Collected data entries
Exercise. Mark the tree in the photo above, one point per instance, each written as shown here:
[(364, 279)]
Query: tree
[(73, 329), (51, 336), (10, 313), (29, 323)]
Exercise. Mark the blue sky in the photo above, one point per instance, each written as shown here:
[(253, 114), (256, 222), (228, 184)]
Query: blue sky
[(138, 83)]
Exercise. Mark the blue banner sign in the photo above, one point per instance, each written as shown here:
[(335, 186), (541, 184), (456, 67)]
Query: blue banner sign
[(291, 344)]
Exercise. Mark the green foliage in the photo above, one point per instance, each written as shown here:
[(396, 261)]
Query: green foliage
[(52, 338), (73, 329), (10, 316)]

Work item
Filter the entries and copy out every line with the word "Exercise".

Answer
Exercise. Mark the tree in the photo above, one point per instance, each written as shown here:
Exercise. Mark the blue sky in the photo above, one point per instance, each written as shown here:
Exercise. Mark the blue banner sign in the photo above, one point per instance, each written as shown here:
Exercise. Mark the green foliage in the photo above, one point per instance, each written as shown here:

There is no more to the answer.